> _Goal of the exercise_: Please give a word-for-word repeat of the line containing "Target: horse's ear" and all lines that come after it in the entries below, ending at the last line.

____

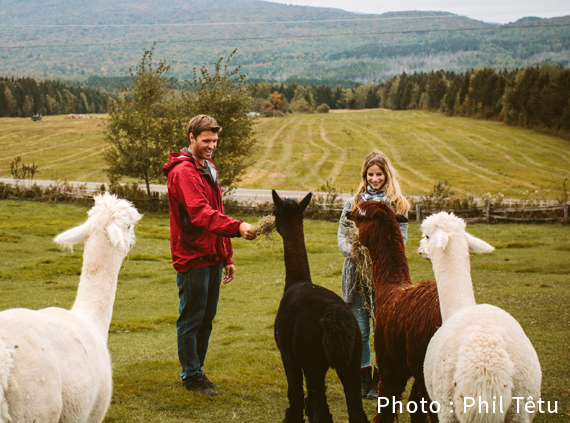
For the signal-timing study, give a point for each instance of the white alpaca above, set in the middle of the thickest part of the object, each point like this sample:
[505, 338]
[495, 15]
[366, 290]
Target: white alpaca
[480, 353]
[54, 363]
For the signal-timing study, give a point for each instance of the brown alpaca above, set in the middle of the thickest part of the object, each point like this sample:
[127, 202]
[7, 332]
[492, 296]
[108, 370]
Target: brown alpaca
[407, 314]
[314, 329]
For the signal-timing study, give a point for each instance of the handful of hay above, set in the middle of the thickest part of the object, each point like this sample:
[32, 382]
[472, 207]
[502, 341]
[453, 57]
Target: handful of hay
[265, 226]
[364, 282]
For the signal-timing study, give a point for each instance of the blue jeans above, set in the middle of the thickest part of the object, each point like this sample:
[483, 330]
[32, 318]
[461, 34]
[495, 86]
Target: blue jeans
[363, 318]
[199, 291]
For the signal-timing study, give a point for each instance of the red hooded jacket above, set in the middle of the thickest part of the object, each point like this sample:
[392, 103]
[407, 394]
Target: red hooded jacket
[199, 229]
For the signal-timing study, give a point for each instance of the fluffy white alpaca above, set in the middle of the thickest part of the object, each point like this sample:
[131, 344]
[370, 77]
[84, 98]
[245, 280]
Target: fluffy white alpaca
[480, 353]
[54, 363]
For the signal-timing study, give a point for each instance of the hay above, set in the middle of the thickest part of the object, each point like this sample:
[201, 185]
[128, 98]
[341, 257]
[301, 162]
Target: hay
[265, 226]
[364, 282]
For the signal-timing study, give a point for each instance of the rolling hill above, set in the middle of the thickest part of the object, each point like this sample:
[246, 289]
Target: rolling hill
[74, 39]
[303, 151]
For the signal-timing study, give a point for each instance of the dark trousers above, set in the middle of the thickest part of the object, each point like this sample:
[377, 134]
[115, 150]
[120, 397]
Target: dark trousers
[199, 291]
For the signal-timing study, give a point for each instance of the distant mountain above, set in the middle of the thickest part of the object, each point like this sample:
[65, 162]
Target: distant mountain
[80, 38]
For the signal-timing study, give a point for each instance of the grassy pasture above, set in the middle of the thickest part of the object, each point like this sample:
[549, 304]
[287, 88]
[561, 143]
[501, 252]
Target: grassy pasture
[528, 275]
[303, 151]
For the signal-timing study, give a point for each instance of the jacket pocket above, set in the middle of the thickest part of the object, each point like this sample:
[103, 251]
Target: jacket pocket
[190, 234]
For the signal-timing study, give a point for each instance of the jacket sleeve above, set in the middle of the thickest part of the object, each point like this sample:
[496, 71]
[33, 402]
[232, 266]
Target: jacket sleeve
[343, 245]
[191, 194]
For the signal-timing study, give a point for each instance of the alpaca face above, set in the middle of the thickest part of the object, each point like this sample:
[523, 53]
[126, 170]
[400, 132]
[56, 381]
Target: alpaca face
[115, 217]
[440, 228]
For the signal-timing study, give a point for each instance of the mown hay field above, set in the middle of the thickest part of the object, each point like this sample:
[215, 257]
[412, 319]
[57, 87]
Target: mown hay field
[528, 275]
[303, 151]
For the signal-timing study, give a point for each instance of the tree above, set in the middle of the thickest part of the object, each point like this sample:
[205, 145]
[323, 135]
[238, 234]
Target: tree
[224, 96]
[143, 125]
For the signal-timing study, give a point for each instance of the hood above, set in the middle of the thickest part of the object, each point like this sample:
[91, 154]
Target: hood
[175, 158]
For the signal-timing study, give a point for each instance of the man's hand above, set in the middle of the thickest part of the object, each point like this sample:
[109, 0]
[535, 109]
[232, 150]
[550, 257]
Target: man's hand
[247, 231]
[230, 273]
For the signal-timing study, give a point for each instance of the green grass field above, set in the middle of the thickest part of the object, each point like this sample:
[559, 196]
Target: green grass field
[303, 151]
[528, 275]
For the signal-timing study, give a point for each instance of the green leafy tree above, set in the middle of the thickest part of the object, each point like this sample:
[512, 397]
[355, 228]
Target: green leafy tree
[144, 125]
[223, 95]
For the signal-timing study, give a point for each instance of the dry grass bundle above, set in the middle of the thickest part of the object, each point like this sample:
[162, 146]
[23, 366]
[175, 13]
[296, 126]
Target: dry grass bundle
[265, 226]
[364, 283]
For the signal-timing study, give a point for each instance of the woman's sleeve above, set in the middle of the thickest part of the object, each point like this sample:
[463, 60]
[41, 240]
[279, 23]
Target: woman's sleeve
[343, 245]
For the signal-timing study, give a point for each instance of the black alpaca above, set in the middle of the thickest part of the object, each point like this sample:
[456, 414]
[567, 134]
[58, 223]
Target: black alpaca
[314, 328]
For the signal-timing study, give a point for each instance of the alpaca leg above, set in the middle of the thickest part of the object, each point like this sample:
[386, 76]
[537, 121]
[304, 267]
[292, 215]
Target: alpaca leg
[316, 401]
[294, 414]
[422, 413]
[390, 386]
[350, 378]
[514, 417]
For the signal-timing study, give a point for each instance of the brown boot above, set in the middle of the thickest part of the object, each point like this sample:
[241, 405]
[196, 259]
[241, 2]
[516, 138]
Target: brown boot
[373, 393]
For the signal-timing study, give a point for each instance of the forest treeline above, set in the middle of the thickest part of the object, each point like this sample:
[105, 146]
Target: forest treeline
[24, 97]
[536, 97]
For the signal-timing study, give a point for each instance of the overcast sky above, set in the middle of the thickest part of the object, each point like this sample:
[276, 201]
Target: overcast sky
[499, 11]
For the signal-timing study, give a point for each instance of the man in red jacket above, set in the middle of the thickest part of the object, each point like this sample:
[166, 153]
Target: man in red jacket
[200, 243]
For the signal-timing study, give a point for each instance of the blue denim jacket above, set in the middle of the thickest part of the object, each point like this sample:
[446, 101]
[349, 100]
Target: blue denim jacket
[348, 268]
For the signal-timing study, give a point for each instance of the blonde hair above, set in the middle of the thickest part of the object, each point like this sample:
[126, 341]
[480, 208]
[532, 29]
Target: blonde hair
[391, 186]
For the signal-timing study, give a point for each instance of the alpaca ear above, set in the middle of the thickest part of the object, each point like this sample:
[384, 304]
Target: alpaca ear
[400, 218]
[276, 199]
[477, 245]
[73, 235]
[305, 201]
[440, 239]
[383, 217]
[115, 234]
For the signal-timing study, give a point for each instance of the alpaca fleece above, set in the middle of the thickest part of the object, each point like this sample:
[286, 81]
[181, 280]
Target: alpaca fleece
[314, 329]
[480, 352]
[54, 363]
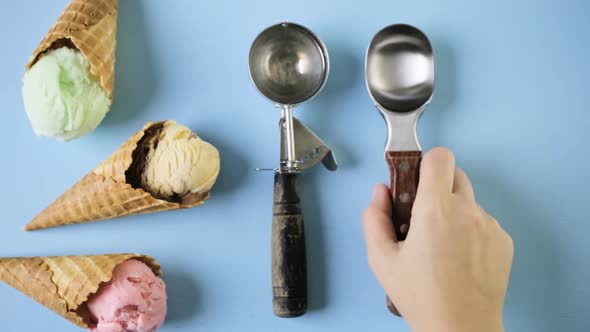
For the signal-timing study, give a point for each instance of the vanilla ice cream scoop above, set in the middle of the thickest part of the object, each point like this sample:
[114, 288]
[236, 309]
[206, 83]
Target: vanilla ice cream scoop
[179, 163]
[62, 98]
[134, 300]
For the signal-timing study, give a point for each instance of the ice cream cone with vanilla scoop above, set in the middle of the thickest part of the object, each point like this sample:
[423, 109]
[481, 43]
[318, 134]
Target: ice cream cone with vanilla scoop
[68, 86]
[103, 293]
[164, 166]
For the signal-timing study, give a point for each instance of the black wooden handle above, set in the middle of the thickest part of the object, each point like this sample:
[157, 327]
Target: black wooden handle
[404, 167]
[289, 267]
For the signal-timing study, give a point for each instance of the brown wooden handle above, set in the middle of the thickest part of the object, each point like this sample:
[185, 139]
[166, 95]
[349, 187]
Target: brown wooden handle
[404, 168]
[289, 267]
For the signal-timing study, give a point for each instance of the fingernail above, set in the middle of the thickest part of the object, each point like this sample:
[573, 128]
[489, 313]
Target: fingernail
[376, 191]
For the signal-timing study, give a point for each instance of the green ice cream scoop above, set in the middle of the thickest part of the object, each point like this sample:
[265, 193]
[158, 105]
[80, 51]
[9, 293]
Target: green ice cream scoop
[62, 97]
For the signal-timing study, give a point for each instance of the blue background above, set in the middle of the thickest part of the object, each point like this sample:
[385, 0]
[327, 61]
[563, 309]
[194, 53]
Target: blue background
[512, 81]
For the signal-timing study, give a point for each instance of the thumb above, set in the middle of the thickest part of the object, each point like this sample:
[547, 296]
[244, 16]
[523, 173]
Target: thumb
[382, 246]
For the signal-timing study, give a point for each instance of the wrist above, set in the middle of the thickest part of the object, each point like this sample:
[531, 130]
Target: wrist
[467, 325]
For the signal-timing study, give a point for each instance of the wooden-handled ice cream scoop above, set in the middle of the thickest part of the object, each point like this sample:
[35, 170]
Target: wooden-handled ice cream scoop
[400, 79]
[289, 65]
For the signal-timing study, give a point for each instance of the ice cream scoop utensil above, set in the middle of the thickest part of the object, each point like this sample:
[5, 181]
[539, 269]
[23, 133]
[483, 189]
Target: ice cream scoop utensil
[400, 79]
[289, 65]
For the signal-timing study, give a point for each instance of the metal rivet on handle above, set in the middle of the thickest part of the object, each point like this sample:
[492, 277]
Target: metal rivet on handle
[404, 228]
[404, 198]
[404, 166]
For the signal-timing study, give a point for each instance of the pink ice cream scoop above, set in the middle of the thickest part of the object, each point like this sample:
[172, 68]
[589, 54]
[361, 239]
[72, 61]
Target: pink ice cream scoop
[133, 301]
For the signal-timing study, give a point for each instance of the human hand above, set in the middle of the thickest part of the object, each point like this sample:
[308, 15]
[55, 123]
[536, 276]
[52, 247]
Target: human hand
[451, 273]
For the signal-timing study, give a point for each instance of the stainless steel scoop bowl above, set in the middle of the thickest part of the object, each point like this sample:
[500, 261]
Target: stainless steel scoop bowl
[400, 69]
[288, 64]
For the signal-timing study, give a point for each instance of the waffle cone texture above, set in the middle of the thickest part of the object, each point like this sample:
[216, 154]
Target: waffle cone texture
[109, 191]
[89, 26]
[64, 284]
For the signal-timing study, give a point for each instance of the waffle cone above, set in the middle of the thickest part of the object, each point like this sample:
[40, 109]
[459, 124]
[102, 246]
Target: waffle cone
[64, 284]
[89, 26]
[106, 193]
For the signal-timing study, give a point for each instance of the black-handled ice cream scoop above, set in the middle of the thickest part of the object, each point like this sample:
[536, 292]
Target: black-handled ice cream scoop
[289, 65]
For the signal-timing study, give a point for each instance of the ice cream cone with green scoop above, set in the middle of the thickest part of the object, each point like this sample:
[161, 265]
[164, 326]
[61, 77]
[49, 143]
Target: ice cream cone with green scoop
[164, 166]
[68, 86]
[103, 293]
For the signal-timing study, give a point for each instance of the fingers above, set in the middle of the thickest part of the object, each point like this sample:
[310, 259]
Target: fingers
[437, 173]
[379, 233]
[462, 185]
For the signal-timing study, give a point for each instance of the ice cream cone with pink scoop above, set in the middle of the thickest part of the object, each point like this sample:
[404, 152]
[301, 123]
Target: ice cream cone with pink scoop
[103, 293]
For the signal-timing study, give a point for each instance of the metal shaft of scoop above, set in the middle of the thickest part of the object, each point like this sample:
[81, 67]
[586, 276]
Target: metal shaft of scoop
[287, 115]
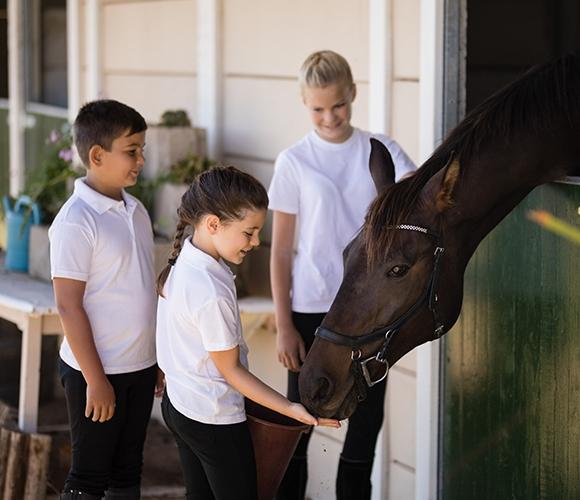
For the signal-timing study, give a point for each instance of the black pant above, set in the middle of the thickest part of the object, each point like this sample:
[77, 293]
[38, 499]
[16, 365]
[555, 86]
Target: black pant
[108, 454]
[217, 460]
[361, 437]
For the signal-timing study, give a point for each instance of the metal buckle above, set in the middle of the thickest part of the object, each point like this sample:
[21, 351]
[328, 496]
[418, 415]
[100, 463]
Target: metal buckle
[367, 375]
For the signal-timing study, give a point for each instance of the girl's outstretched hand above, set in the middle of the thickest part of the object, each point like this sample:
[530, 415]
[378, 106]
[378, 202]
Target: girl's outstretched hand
[298, 412]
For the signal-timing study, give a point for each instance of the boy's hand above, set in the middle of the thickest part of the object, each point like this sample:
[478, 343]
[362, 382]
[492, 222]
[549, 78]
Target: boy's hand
[100, 401]
[160, 384]
[300, 413]
[291, 349]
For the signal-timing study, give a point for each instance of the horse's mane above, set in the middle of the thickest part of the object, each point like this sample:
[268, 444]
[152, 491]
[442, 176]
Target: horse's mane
[536, 101]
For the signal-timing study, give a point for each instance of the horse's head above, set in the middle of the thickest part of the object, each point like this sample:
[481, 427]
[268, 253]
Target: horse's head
[400, 289]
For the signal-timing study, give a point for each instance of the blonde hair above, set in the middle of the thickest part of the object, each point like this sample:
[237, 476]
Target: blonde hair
[324, 68]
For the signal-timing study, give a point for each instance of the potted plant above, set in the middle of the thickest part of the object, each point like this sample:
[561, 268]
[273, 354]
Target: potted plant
[171, 140]
[49, 186]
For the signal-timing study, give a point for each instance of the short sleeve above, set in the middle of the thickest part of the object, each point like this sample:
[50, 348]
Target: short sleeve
[71, 251]
[218, 324]
[284, 193]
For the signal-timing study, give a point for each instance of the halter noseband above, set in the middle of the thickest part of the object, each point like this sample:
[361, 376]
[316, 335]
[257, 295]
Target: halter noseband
[361, 374]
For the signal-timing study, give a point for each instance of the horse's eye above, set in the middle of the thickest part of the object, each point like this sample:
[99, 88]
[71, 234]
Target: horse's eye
[397, 271]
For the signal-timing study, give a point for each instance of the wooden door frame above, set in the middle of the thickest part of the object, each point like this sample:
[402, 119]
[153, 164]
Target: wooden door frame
[442, 105]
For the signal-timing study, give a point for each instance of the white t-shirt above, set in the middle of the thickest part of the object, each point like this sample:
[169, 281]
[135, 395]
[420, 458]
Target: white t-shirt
[109, 245]
[329, 187]
[200, 314]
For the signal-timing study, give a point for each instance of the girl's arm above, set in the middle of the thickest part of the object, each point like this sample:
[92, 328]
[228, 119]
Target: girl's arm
[236, 374]
[290, 346]
[77, 328]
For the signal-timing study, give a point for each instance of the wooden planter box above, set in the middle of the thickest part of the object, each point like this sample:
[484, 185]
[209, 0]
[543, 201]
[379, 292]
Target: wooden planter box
[167, 145]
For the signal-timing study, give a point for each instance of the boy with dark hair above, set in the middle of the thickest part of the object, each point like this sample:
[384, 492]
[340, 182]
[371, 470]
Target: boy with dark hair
[101, 255]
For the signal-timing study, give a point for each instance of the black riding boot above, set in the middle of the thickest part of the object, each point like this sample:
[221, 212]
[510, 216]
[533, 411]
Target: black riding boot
[293, 485]
[353, 480]
[78, 495]
[131, 493]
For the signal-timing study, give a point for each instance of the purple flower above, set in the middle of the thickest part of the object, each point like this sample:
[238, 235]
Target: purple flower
[54, 137]
[65, 154]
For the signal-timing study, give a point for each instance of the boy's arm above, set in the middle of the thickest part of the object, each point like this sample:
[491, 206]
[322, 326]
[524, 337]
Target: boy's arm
[236, 374]
[69, 295]
[290, 346]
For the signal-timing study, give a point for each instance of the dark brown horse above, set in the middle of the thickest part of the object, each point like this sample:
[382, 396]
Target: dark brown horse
[403, 272]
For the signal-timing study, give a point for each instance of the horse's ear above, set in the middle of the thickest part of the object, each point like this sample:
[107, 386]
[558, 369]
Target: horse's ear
[441, 187]
[381, 166]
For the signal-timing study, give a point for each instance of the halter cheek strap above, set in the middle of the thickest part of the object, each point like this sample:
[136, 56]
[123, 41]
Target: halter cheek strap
[361, 373]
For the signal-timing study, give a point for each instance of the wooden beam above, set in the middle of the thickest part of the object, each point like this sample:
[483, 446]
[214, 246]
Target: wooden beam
[16, 95]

____

> _Exercise output_:
Target: horse's ear
[441, 187]
[381, 166]
For the signal-timing study, give a point for each instance of the halter cheek strap above, set in the middle of the thickest part of the object, each point like this sample:
[136, 56]
[123, 41]
Target: halter cheek strap
[361, 373]
For the signal-timing study, give a point for each instance of the wooden beam above, set in the middle of the thickest part of the object, each point like this sample:
[483, 446]
[214, 246]
Target: wooden beam
[16, 95]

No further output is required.